> PROBLEM DESCRIPTION
Reproduce exactly the lines from the one containing "person's hand, a" through the last line of the data, both ends included.

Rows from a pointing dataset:
>> BEGIN
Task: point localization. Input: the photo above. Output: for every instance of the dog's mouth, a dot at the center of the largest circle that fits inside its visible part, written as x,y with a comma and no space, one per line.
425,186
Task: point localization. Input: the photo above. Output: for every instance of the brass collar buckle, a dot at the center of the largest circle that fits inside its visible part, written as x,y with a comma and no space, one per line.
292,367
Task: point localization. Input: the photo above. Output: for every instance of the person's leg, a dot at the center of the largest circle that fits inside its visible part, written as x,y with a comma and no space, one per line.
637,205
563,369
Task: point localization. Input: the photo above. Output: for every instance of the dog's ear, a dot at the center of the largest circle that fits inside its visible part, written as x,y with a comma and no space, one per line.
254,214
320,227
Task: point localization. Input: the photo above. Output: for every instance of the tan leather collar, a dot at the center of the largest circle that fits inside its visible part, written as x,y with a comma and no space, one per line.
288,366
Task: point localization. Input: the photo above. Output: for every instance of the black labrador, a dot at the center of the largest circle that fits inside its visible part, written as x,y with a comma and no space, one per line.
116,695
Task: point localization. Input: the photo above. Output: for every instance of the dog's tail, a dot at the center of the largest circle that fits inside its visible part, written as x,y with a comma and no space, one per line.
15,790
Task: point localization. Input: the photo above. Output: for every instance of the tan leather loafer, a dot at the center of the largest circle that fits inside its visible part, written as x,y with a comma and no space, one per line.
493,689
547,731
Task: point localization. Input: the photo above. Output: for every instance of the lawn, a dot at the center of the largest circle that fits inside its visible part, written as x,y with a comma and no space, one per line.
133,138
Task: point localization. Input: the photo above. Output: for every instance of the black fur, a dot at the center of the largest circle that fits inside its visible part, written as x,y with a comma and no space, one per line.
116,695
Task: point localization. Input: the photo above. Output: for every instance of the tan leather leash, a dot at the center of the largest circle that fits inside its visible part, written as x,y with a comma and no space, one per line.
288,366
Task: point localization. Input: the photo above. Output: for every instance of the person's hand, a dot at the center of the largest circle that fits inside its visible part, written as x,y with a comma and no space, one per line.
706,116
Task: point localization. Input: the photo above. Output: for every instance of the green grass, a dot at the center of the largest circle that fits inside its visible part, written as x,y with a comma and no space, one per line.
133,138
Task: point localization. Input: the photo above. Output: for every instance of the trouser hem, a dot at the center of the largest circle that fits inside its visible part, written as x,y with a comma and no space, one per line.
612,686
>> END
> RESULT
Task: point localization. Input: the photo above. Output: for every instance of the person's hand, a dot at the center of the largest circle that fits inside its visible part, written as x,y with a comma and no space, one per line.
706,116
Task: point localization. Input: the photo above. Output: for every instance of the green grass, a dot at the center of the largest circle that fits inside its visible part, written as x,y with a comma and no space, one per line.
133,138
Task: point localization. Input: the photo above. Output: for every instance of the trouser hem, a dot at the center of the largest circle that fits inside its visible part, written as x,y with a comma and no space, one per line.
612,686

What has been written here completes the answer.